• **DATASET ROWS**
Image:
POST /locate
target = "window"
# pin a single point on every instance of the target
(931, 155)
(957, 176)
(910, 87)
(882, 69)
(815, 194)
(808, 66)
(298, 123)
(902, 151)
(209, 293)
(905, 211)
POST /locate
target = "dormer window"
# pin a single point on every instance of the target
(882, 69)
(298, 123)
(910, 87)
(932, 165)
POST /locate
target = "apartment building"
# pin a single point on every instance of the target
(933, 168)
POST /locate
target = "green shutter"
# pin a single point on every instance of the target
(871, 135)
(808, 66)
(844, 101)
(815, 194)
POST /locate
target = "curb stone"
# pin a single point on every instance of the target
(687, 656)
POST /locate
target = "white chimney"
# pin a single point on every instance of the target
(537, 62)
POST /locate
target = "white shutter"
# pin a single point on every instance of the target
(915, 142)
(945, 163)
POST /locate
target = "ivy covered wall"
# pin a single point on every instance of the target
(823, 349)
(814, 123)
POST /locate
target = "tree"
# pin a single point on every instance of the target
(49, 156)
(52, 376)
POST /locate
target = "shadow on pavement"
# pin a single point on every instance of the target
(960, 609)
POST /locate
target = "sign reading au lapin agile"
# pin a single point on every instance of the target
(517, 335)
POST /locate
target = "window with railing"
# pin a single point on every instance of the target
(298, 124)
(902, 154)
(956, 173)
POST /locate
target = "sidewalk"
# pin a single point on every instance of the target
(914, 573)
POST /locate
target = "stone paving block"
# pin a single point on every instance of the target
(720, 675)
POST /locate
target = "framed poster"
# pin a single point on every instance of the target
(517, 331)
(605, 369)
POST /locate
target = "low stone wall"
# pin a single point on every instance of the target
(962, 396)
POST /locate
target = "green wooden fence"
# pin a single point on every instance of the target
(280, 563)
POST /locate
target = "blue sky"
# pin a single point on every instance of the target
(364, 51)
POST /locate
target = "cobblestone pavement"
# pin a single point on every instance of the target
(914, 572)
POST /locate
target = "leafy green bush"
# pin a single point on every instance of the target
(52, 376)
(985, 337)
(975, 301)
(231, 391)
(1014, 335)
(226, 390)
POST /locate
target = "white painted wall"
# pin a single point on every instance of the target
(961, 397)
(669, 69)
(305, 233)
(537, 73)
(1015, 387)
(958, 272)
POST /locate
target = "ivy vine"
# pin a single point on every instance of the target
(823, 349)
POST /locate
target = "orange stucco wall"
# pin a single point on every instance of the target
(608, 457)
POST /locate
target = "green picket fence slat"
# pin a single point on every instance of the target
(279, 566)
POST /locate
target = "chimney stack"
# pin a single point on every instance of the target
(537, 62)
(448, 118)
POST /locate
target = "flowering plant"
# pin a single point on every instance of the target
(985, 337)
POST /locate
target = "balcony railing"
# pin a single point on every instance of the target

• **EXERCISE OBJECTIVE**
Pick out every line in the rows above that contains the string "fence", and copy each one in full.

• **TASK RESULT**
target = "green wooden fence"
target = "green picket fence slat"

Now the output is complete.